## DOCUMENT SECTION
In what’s it is calling an “intergenerational audit”, think-tank Resolution Foundation has revealed that today’s under-30s are spending 7% less on “fun” than the same age group did 18 years ago, as reported by the BBC.
“From frustrations about buying a first home to fears about the cost of care, Britain faces many intergenerational challenges,” David Willetts, president of the think-tank’s Intergenerational Centre, explained.
He added: “The big living standards gains that each generation used to enjoy over their predecessors have stalled.”
However, while cash-strapped Millennials spending less might not be a revelation, pubs providing unique and affordable experiences are still reaping rewards.
Millennials and the ‘treat economy’
The age group, one in five of whom have two or more jobs according to Coople UK, are big players in the ‘treat economy’ given they have less time to go out but seek bang for their buck when then do.
For example, while frequency of Millennial visits to the on-trade may have fallen, average spend per head among the age group has risen by 3% according to Carlsberg UK’s latest Consumer Insights Report.

Image point grounding data:
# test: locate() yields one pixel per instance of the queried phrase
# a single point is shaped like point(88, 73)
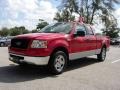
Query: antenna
point(81, 19)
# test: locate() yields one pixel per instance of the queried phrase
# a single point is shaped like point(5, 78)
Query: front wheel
point(102, 55)
point(58, 62)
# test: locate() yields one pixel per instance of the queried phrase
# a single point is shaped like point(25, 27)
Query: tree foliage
point(42, 23)
point(90, 9)
point(4, 32)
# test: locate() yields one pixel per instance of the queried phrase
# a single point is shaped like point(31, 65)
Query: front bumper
point(28, 59)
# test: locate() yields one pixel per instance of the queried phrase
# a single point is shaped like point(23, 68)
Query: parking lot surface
point(83, 74)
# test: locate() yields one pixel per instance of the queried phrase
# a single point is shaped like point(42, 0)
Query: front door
point(78, 44)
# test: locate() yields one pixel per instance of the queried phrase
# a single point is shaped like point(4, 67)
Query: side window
point(80, 28)
point(89, 30)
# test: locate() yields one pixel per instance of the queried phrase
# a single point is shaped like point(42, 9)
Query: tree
point(18, 30)
point(64, 16)
point(41, 24)
point(34, 31)
point(89, 8)
point(4, 32)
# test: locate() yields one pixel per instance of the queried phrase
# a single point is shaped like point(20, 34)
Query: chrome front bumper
point(27, 59)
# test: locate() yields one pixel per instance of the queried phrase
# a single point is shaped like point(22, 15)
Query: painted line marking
point(116, 61)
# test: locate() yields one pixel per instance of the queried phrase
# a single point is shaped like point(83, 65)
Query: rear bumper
point(28, 59)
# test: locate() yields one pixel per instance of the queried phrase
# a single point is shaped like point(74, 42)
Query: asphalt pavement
point(83, 74)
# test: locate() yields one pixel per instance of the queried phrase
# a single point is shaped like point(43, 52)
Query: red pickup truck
point(58, 43)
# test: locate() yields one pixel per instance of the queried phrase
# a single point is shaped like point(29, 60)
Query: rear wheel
point(58, 62)
point(102, 55)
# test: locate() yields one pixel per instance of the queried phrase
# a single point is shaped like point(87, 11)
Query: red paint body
point(68, 41)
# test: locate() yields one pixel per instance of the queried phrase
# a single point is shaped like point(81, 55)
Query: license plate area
point(16, 58)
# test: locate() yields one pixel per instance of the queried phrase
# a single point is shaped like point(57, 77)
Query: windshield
point(57, 28)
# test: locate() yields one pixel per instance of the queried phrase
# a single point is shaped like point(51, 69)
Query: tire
point(58, 62)
point(2, 44)
point(101, 57)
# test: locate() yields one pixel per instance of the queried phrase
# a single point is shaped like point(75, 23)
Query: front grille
point(20, 43)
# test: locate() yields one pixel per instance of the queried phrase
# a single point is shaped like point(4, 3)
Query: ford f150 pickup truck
point(56, 44)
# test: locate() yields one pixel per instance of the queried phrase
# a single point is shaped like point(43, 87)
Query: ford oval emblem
point(18, 43)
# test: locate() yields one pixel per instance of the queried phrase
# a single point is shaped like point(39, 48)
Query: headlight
point(39, 44)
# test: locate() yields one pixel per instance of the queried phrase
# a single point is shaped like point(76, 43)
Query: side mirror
point(80, 33)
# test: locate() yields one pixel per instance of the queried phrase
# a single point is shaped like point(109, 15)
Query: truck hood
point(42, 35)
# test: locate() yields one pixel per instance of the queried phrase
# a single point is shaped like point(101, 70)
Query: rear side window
point(80, 28)
point(89, 30)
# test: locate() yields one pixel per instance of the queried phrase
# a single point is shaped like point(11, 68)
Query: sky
point(27, 12)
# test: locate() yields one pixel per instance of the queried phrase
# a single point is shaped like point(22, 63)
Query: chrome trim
point(77, 55)
point(31, 60)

## DIRECTIONS
A. In the article on under-30s' spending, by how much has average spend per head among Millennials in the on-trade risen, according to Carlsberg UK?
B. Continue the article on under-30s' spending from the point where it stops.
The listing has no part in any of the tasks.

## RESULTS IN ORDER
A. By 3%.

B.
What’s more, a white paper titled The Millennial Hangover by marketing and insight company Multiply reiterates that Millennials care deeply about quality experiences at affordable costs with 60% of the audience citing price a major factor in a night out and 55% highlighting quality as crucial when buying alcohol in the on-trade.
This is backed by figures in CGA Insight and AlixPartners’ latest quarterly Market Growth Monitor that found the arrival of ambitious and experience-led smaller brands and premium leaning bars that “flex” their offer to suit different times of day have been particularly successful in the past 12 months.
Alcohol is less important
Multiply’s survey also found that while premium alcohol was still attractive to Millennials, ultimately, the age group doesn’t have as close of a relationship to alcohol as those previous.
According to research, 78% of 18 to 26-year-olds see themselves as low to medium drinkers, while 55% of the same audience claim alcohol doesn’t play an important part in their social lives – which increasingly revolve around unique venues and experiences.
Creating something shareable
With a recent study finding that 47% of Millennials text, tweet and post on Instagram while they eat, pubs that create experiences that younger customers can share on social media are increasingly successful.
With a large number of the age group living in fear that drunken photos may find their way onto their heavily vetted Instagram feeds, the less alcohol involved, the better.
Do something zeitgeist-y
By now, most of us will have seen the viral videos of packed-out bars reacting to the twists and turns of Game of Thrones’ final series unravel on huge projector screens.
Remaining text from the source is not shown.